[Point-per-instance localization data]
- - - -

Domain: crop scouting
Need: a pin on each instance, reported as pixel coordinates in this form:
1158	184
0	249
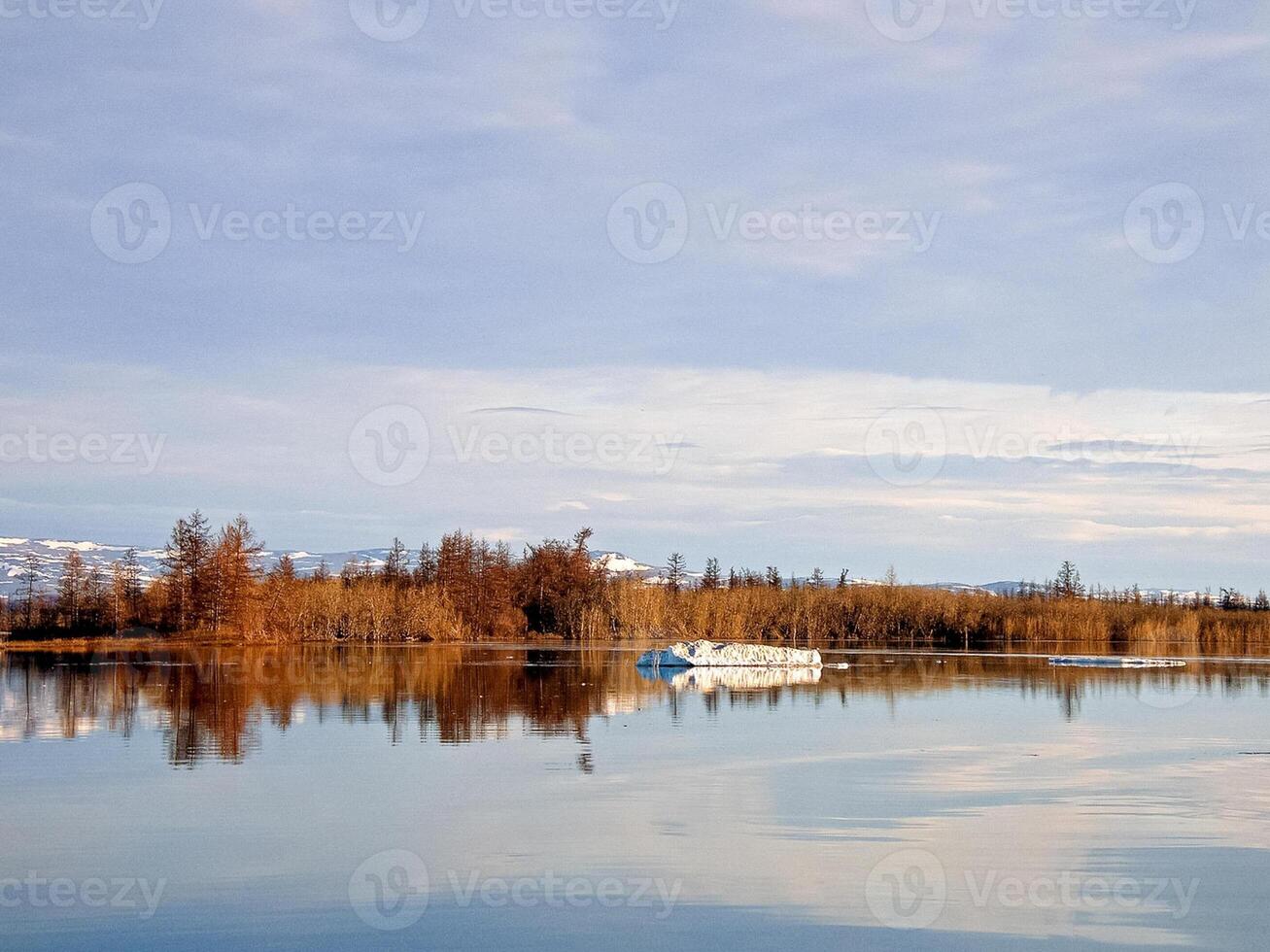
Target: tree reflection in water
212	702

- - - -

If a record holds a picture, leave the picture out and copy the rest exactly.

== Response to this exercise ==
Domain: crop scouting
Need: a pin on each instance, reported as pixel coordinates in this form:
1158	184
0	249
Target: tree reflection in water
212	702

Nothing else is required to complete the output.